> **Document section**
Fewer foreigners were interested in the Malaysia My Second Home (MM2H) programme, amid the imposition of stricter conditions, which includes a fixed deposit (FD) of RM1 million, according to an MM2H programme’s authorised agent.
TEG Media, an MM2H programme’s authorised agent, revealed that only 2% of foreigners who met the programme’s conditions expressed interest since its reintroduction in October 2021, reported The Malaysian Reserve (TMR).
TEG Media CEO Andy Davison said only 20% of the 500 people canvassed by the company for the programme met the pre-conditions. The number declined to just 2% after adjusting for those who are willing to put up the RM1 million FD.
“I have only one client who is willing and able to meet the new terms. The research we recently conducted showed that just over 20% of the people interested in the programme had RM40,000 a month income but nearly all of them were unable or unwilling to pay the RM1 million deposit,” he said as quoted by TMR.
The deposit was previously pegged at RM100,000, but even then participants said it was too much keeping such amount in FD considering that they have acquired houses and cars, said Davison.
“Recently, a person from Hong Kong told me that he had purchased an apartment for RM4.5 million in Penang in 2019 and was planning to apply for the new visa.
“He meets the income requirement but said there is no way he is putting RM1 million on deposit after paying that much especially since interest rates are low and the currency may well depreciate,” he shared.
After being suspended for over a year, the MM2H programme was relaunched with several changes such as the RM1 million Malaysian FD, up from RM150,000 or RM300,000 previously, depending on age.
The new conditions were met with objections from industry players who believe the amount of money required was illogical given the effects of the COVID-19 pandemic on the economy.
Davison suggested having separate visas and requirements for those who want to retire in the country, for parents of students and to those looking to have a permanent house so they can vacation in the country. He added that each category will have its own rules and criteria for joining.
“For example, they have said they will apply a 90-day rule to the current visa holders of the national programme (although not yet implemented). One of our clients applied for the visa while he is still working and purchased a holiday home here which he is planning to move into once he retires but he cannot currently meet the 90 days rule (obviously since he is working),” he said.
“The rule makes sense for retirees who relocate here but certainly not for genuine ‘second home’ purchasers who want to come here for vacations.”

> **Exercise details**
List every group of people that Davison says, in the MM2H article above, should have its own separate visa.

> **Supplied data**

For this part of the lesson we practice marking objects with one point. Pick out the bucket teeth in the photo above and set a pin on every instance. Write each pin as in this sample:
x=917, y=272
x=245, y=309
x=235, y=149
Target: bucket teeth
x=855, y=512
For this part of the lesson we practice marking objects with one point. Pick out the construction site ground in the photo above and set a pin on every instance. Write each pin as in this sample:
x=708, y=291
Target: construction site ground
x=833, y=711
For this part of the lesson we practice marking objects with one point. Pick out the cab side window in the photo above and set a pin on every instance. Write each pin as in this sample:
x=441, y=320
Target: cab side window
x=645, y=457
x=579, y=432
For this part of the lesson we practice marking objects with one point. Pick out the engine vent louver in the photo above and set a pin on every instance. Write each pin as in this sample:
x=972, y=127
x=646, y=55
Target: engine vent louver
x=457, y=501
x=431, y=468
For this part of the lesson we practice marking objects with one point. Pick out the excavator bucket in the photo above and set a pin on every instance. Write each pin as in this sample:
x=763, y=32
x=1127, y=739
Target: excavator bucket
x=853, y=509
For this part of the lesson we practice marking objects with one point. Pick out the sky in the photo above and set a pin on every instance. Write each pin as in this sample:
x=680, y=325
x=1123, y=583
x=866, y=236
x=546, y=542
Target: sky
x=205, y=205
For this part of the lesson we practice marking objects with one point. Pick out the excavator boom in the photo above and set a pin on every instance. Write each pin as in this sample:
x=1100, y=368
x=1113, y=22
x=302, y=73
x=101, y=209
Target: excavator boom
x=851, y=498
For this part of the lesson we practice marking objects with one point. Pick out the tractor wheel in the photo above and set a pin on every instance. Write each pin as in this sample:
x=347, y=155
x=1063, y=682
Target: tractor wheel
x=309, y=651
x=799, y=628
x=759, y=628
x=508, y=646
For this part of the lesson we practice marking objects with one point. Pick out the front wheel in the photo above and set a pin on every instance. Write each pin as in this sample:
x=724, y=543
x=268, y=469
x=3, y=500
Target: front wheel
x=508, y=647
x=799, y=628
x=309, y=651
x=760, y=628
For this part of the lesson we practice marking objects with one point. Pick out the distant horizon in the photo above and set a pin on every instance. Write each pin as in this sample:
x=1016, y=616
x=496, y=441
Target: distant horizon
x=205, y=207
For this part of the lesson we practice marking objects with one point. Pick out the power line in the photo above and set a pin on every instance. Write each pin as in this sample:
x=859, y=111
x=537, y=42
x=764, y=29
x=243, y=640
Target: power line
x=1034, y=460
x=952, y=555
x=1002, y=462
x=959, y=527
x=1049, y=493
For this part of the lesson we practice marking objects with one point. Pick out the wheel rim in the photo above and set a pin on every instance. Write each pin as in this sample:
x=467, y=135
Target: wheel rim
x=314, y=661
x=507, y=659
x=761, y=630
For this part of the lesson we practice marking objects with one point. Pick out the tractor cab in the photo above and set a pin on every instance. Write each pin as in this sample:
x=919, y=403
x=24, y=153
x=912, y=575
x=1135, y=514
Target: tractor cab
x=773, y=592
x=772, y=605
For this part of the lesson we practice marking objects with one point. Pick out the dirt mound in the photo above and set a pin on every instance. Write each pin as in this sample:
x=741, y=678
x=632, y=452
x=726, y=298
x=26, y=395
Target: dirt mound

==

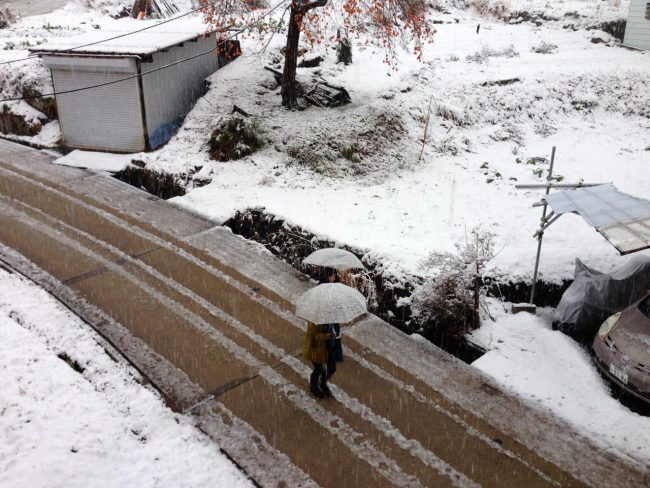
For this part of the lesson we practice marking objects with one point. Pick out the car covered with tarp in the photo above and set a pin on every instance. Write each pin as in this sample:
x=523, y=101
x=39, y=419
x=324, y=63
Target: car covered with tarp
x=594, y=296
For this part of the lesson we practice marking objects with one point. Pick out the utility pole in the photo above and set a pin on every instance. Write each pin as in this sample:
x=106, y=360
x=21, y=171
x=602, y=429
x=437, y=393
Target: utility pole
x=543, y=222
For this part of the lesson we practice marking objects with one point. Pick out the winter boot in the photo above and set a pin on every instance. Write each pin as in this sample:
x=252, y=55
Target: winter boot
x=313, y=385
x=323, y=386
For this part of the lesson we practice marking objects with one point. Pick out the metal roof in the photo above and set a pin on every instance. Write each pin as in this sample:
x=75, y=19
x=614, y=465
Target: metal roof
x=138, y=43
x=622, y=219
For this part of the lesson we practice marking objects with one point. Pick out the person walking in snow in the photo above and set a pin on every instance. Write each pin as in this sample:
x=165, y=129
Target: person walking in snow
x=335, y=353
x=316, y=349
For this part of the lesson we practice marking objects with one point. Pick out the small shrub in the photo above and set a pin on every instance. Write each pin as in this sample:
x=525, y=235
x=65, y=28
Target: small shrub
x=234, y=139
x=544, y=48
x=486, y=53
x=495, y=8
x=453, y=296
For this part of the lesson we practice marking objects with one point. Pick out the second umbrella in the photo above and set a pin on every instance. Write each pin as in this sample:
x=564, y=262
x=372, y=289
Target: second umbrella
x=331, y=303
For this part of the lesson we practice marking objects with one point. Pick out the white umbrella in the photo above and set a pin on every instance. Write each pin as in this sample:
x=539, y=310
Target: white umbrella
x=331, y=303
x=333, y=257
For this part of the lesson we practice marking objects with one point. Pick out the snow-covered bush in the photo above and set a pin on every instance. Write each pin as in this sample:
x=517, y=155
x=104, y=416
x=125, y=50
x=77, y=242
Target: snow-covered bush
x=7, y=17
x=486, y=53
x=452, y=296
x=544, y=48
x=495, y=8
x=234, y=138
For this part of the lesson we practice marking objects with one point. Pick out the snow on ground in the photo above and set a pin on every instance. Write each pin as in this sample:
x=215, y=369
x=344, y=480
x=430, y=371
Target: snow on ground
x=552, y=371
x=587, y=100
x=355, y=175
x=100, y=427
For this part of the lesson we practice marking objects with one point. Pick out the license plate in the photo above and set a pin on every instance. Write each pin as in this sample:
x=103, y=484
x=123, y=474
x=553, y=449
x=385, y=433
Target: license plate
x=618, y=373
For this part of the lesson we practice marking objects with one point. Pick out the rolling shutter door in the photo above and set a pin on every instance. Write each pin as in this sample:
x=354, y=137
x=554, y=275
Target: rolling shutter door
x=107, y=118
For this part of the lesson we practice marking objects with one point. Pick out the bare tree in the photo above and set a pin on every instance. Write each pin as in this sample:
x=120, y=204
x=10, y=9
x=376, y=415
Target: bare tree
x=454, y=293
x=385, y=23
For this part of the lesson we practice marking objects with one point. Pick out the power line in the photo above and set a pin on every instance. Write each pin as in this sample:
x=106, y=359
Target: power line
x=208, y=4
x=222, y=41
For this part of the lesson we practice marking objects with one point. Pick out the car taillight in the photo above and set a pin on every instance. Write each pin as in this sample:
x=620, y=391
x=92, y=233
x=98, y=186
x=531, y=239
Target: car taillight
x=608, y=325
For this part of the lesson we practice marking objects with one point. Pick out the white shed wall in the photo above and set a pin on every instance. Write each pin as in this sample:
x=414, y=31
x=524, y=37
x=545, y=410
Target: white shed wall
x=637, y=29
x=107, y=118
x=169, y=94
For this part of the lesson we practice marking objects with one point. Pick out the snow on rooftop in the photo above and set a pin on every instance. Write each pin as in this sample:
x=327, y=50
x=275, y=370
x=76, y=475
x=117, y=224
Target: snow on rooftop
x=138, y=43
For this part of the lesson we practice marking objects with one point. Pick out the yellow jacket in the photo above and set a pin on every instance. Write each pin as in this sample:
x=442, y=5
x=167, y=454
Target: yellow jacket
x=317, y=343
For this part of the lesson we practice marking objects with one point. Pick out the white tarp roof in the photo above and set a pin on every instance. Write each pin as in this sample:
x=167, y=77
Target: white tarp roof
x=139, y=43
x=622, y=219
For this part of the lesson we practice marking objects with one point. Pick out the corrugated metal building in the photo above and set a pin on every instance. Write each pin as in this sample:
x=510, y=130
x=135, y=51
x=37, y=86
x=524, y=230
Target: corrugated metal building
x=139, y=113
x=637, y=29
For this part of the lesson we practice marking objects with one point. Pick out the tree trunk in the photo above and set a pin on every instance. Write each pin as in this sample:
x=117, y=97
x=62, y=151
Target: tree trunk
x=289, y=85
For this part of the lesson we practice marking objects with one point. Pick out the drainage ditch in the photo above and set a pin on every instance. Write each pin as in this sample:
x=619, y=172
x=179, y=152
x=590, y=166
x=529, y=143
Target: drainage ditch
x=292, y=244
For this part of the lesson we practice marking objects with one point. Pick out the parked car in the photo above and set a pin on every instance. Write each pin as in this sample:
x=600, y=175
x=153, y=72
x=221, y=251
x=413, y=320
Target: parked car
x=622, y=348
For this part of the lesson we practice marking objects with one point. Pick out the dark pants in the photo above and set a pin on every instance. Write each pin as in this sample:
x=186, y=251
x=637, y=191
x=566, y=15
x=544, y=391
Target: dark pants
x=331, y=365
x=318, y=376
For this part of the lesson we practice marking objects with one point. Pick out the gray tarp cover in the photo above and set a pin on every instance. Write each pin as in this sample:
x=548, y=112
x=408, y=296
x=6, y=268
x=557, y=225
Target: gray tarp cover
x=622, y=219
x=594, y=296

> **Solution below**
- Those who want to retire in the country
- Parents of students
- Those looking to have a permanent house so they can vacation in the country